**Challenge**
Return all the data, word for word.

**Dataset records**
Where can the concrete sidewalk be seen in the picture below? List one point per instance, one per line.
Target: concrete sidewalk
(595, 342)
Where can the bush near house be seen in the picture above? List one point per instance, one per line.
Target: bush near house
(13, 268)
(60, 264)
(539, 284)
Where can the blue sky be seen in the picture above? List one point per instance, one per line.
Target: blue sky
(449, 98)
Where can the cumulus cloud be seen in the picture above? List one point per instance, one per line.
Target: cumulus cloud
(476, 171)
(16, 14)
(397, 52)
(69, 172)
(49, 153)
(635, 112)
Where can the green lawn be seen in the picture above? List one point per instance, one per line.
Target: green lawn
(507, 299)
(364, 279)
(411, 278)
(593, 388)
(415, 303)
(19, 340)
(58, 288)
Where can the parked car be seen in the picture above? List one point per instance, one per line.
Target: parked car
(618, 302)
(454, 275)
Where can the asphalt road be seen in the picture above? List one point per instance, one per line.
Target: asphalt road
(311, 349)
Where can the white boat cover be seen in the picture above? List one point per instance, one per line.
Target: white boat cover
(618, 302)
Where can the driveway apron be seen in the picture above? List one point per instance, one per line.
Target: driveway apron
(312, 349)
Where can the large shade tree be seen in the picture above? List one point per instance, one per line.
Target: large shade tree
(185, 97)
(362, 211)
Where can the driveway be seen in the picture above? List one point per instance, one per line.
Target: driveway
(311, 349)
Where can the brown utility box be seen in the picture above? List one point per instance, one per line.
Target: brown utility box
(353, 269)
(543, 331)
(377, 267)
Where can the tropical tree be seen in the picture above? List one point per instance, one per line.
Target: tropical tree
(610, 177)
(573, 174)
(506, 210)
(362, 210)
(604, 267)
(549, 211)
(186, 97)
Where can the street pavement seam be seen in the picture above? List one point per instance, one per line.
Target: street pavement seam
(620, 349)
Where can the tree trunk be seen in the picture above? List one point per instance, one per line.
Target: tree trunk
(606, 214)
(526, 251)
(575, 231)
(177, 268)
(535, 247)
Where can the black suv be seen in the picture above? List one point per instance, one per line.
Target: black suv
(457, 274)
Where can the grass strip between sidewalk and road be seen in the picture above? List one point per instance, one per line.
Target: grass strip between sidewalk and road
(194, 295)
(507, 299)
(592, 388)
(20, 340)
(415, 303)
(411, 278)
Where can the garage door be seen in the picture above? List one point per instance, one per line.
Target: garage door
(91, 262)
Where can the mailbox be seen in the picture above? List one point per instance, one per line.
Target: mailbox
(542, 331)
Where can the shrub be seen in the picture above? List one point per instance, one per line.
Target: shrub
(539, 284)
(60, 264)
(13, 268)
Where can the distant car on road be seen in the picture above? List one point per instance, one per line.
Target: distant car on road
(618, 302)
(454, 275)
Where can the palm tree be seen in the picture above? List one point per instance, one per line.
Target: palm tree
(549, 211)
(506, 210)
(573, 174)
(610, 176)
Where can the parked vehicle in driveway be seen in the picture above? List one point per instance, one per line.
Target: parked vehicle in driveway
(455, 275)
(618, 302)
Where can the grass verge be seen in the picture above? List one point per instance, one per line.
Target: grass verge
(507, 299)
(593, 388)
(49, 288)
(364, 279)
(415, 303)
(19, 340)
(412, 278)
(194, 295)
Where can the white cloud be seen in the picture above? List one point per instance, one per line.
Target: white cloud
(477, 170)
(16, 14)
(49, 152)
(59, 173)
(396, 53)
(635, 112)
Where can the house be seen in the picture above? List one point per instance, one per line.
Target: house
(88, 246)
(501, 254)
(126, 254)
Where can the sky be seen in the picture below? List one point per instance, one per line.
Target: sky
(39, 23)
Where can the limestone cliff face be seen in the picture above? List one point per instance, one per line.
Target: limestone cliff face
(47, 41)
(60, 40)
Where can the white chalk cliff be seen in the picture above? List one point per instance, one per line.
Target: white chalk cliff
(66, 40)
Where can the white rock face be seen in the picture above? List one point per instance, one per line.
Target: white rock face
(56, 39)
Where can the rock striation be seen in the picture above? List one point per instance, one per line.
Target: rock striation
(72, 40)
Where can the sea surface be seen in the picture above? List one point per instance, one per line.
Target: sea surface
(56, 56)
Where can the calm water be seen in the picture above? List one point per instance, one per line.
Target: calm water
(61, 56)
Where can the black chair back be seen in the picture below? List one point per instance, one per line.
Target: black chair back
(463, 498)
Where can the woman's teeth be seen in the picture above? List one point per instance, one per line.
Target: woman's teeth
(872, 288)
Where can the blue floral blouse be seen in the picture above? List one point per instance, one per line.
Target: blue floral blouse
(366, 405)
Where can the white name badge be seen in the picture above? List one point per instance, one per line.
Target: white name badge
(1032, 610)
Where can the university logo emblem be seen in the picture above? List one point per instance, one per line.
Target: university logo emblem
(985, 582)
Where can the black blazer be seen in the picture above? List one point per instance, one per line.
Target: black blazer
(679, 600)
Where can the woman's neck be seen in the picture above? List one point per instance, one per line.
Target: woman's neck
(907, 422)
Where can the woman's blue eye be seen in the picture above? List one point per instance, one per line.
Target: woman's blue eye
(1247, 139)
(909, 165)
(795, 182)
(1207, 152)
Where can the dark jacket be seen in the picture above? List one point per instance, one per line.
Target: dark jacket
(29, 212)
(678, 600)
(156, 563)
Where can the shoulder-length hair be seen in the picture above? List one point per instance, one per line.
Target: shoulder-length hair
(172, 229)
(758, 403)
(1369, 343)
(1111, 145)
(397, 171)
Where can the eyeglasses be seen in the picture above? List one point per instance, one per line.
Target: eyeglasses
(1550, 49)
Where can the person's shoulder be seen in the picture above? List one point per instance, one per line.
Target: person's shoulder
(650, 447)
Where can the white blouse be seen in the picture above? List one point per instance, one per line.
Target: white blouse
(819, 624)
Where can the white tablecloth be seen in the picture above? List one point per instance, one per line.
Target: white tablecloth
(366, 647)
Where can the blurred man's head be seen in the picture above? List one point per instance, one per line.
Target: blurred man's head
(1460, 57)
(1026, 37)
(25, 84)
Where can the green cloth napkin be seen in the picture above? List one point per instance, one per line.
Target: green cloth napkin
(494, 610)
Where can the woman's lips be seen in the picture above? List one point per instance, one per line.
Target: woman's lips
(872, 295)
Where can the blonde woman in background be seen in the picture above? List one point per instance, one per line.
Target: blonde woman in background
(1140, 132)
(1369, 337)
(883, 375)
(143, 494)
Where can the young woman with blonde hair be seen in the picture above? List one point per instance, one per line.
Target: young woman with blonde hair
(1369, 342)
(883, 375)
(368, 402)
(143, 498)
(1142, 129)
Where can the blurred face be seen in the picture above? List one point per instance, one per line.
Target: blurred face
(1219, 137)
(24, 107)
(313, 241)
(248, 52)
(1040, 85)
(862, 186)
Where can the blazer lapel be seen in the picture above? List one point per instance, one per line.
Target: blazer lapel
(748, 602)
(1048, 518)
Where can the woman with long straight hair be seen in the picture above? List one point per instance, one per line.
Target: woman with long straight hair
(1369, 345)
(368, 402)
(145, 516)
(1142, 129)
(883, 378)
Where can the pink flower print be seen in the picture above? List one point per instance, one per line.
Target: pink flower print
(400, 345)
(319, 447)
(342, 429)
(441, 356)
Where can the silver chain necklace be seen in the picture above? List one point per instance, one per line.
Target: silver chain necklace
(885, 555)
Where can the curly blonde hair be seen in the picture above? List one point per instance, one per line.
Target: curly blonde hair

**Result of the exercise**
Where can the concrete sidewalk be seen in the picture below? List one point per instance, one per line.
Target: concrete sidewalk
(595, 342)
Where can the bush near house be seen in the picture above? List one point per instance, one per line.
Target: bush near house
(13, 268)
(60, 264)
(539, 284)
Where can the blue sky be seen in the picture above? List one point per instance, one per line.
Target: blue sky
(449, 98)
Where can the cumulus cloud be seen in the picture above? List one point per instance, one per line.
Target: cumulus cloud
(476, 171)
(16, 14)
(397, 52)
(69, 172)
(49, 153)
(635, 112)
Where can the green lawn be seen in the picture above? List one point per instance, one per line.
Target: green lawn
(507, 299)
(364, 279)
(411, 278)
(593, 388)
(415, 303)
(19, 340)
(58, 288)
Where can the parked car be seen in the picture above? List one point per instance, one per line.
Target: parked car
(618, 302)
(454, 275)
Where can the asphalt road be seen in the picture above? List one point per instance, one per line.
Target: asphalt road
(311, 349)
Where can the white boat cover be seen in the picture above? List one point per instance, one per line.
Target: white boat cover
(618, 302)
Where can the driveway apron be seen in the picture above? List one point per instance, one per line.
Target: driveway apron
(312, 349)
Where can the large shade tree be seen in the picture above? List one point per instance, one per line.
Target: large shade tree
(185, 97)
(362, 211)
Where can the driveway be seen in the picture above? List one point per instance, one per line.
Target: driveway
(311, 349)
Where can the brown utility box be seen in the picture above? List one point per instance, one per line.
Target: brown utility box
(353, 269)
(543, 331)
(377, 267)
Where can the tropical tree be seen in the picture above? List one point per instance, one per line.
Target: tropical tree
(610, 177)
(573, 174)
(506, 210)
(362, 210)
(604, 267)
(549, 211)
(186, 97)
Where can the street pavement seam be seen in the picture above? List one point per instance, one per line.
Target: street pavement seam
(620, 349)
Where can the tree trunk be seen in the picture above? List one point per instance, one per line.
Target: tree trunk
(606, 214)
(526, 251)
(575, 231)
(177, 268)
(535, 247)
Where can the black suv be seen in the picture above? List one point per instance, one per line.
Target: black suv
(457, 274)
Where can the grass strip between sidewalk and road be seen in the picture above? List one point per instance, one per line.
Target: grass strip between sidewalk and road
(194, 295)
(507, 299)
(592, 388)
(20, 340)
(415, 303)
(411, 278)
Where can the garage door be seen in the picture above? List one point per instance, one per line.
Target: garage door
(91, 262)
Where can the mailbox be seen in the picture above? List one point per instance, one per line.
Target: mailbox
(542, 331)
Where can the shrub be seen in the picture above? List one point per instance, one per line.
Target: shrub
(539, 284)
(60, 264)
(13, 268)
Where can the distant car on road be seen in the picture above? List one point per instance, one per line.
Target: distant car on road
(618, 302)
(454, 275)
Where can the palm tree be seen in the picture above? List one point per instance, one per line.
Target: palm tree
(549, 211)
(506, 210)
(573, 174)
(610, 176)
Where can the parked vehicle in driveway be seen in the picture above? List one point per instance, one per line.
Target: parked vehicle in driveway
(455, 275)
(618, 302)
Where can the grass verge be seen in the picture above? List one point per instance, one per line.
Target: grass verge
(507, 299)
(593, 388)
(49, 288)
(364, 279)
(415, 303)
(19, 340)
(412, 278)
(194, 295)
Where can the white cloud be seen in the picture above? List one point per instance, one per line.
Target: white cloud
(477, 170)
(16, 14)
(49, 152)
(59, 173)
(396, 53)
(635, 112)
Where can the house be seen in the picture above? List one point per instance, one per line.
Target: house
(88, 246)
(501, 254)
(126, 254)
Where can the sky be seen in the picture below? List one point per instance, one per line.
Target: sky
(39, 23)
Where can the limestone cliff face be seen in the picture above? List one point per instance, one per line.
Target: limestone cliff face
(47, 41)
(60, 40)
Where can the white chalk cliff be seen in the picture above? List one point per instance, one per line.
Target: white chalk cliff
(66, 40)
Where can the white rock face be seen in the picture above? List one point per instance, one per line.
Target: white rock face
(56, 39)
Where can the rock striation be seen in the picture above? List one point per instance, one per line.
Target: rock striation
(72, 40)
Where can the sea surface be seen in the picture above? List one point per instance, one per line.
Target: sea surface
(56, 56)
Where can the calm water be seen in the picture above? List one point per instance, one per line.
Target: calm water
(61, 56)
Where can the black chair back be seen in the picture below? List one point per instance, one per line.
Target: black chair back
(463, 498)
Where can the woman's teeth be seen in the picture above? List one point per instance, one per line.
Target: woman's teeth
(872, 288)
Where can the blue floral blouse be seen in the picture above? List one point per instance, one per line.
Target: blue floral blouse
(366, 405)
Where can the white name badge be seen in the picture above? List one point per instance, one per line.
Target: white name badge
(1032, 610)
Where can the university logo emblem be seen in the picture above? List one point per instance, one per line.
Target: university logo emblem
(985, 582)
Where can the black blazer be seen in the picture above? List one point per instance, one per line.
Target: black blazer
(679, 600)
Where can the woman's neck be seen in the picture above? List one point per instance, one per line.
Target: woman's neck
(907, 422)
Where can the woman's blue eye be seen in the picture above? List one point per instance, one per line.
Target: woman's blue eye
(1247, 139)
(909, 165)
(795, 182)
(1207, 152)
Where can the dark jacket be seen in the picture above? List one point per instance, one per line.
Target: dark jacket
(29, 212)
(678, 600)
(156, 563)
Where can the shoulder-length hair be seen in the picture above? List one point per instance, one per line.
Target: shoulder-length hair
(172, 229)
(758, 403)
(1369, 343)
(1111, 145)
(397, 171)
Where can the eyeglasses be seen in the picture above? List one point per instance, one per line.
Target: eyeglasses
(1550, 49)
Where can the person's shoulder be seen in the picture above? List one point per instance, one per line.
Target: person's shoulder
(650, 447)
Where can the white blouse be seen in the picture above? List one point per instance, one per line.
Target: white blouse
(819, 624)
Where can the white tablecloth be seen in the picture above? List one point per instance, one per line.
Target: white tablecloth
(366, 647)
Where can the blurred man's head be seen in the picture above? List one point per instance, one per line.
Target: blurred man's head
(1460, 57)
(1026, 37)
(25, 84)
Where can the green cloth napkin be seen in the picture above? List one point per instance, one per line.
Target: green cloth napkin
(494, 610)
Where can the woman's lips be seen in the picture above? List one point per instance, one per line.
Target: woman's lips
(872, 295)
Where can the blonde woman in background be seen in the picture above? List one point per instance, one per line.
Target: blonde woman in background
(1140, 132)
(1369, 337)
(883, 375)
(143, 494)
Where can the young woman with blonde hair be seen in the picture above? List one point per instance, one per line.
Target: young woman with blonde hair
(1369, 342)
(883, 375)
(368, 402)
(143, 498)
(1142, 129)
Where can the blurred face be seen in the picture above? List one point per instance, one per line.
Target: blurred face
(1219, 137)
(24, 107)
(313, 241)
(248, 52)
(1040, 85)
(862, 186)
Where can the blazer lapel be seen in the picture above? List one point per instance, one per line.
Target: blazer lapel
(748, 602)
(1048, 518)
Where can the woman with long straight hair be seen in the picture above? List one point per instance, one per line.
Target: woman with long straight hair
(1369, 345)
(368, 402)
(145, 516)
(1142, 129)
(883, 378)
Where can the pink flower print be seen in the picture above? List one point per instance, one per line.
Target: pink flower print
(400, 345)
(319, 447)
(342, 429)
(441, 356)
Where can the silver chain necklace be seen in the picture above? List one point per instance, one per line.
Target: silver chain necklace
(885, 555)
Where can the curly blonde hair be seen in the picture above? List one point per instance, one per line.
Target: curly blonde hair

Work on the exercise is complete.